→ **YOUR GOAL**: Reproduce, word for word, the stretch of the ohm reading forum thread below that runs from "Thanks man. Im" up to and including "stevie g (11/11/15)".

→ **PASSAGE PROVIDED**:
|---|
# Ohm reading



## Dustin (11/11/15)

Watsup guys...new to the forum. Been vaping for over a year. Iv got the smok m80 and the ohm reading seems to be jumping up and down when i fire it. It happens on both my rba and rda. Iv checked for loose screws but all seems good. Any suggestions? ?


----------



## Alex_123 (11/11/15)

Hey man. Welcome.
Ive had issues too.
Loose screws on RDA or rba is main problem. It could be the 510 on the mod itself too. I have never owned the mention device. But make sure threads are clean on the mod. 
If all tanks and rdas are doing it, it will most likely be the mod itself.
Clean threads, tight screws usually fix the issue!

Reactions: Like 1


----------



## Dustin (11/11/15)

Dustin said:


> Watsup guys...new to the forum. Been vaping for over a year. Iv got the smok m80 and the ohm reading seems to be jumping up and down when i fire it. It happens on both my rba and rda. Iv checked for loose screws but all seems good. Any suggestions? ?


Thanks man. Im starting to think it is the mod itself. It just happened over night. Could it not be the gauge kanthol im using? Currently using 26?

Sent from my GT-I9500 using Tapatalk


----------



## stevie g (11/11/15)

There are a few threads on the forum about the smok m80 resistance jumping, I would try to link to them but I'm on my phone.


----------
|---|
→ **PROVIDED MATERIAL**:
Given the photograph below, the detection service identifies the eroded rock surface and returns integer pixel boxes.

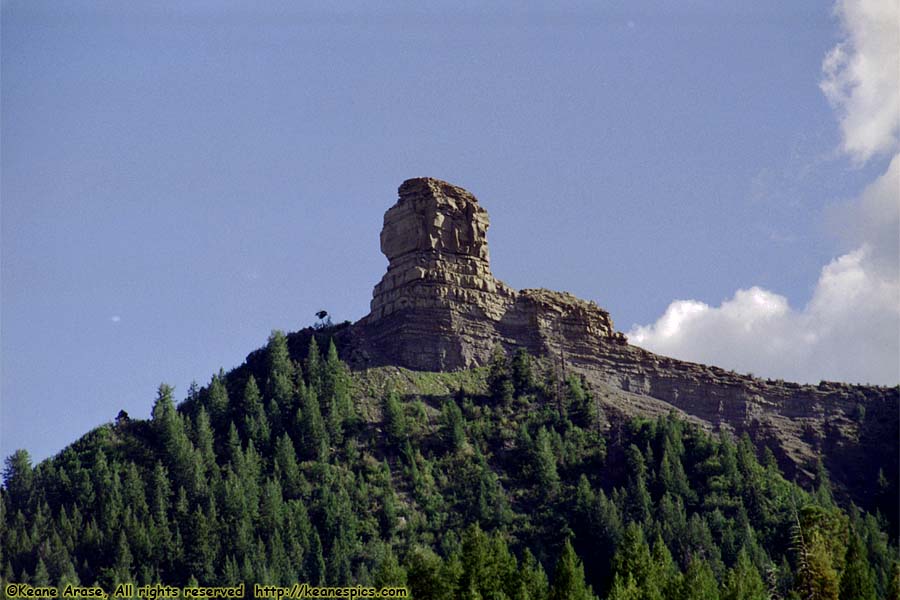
|---|
→ **SOLUTION FOR THIS PROBLEM**:
Thanks man. Im starting to think it is the mod itself. It just happened over night. Could it not be the gauge kanthol im using? Currently using 26?

Sent from my GT-I9500 using Tapatalk


----------



## stevie g (11/11/15)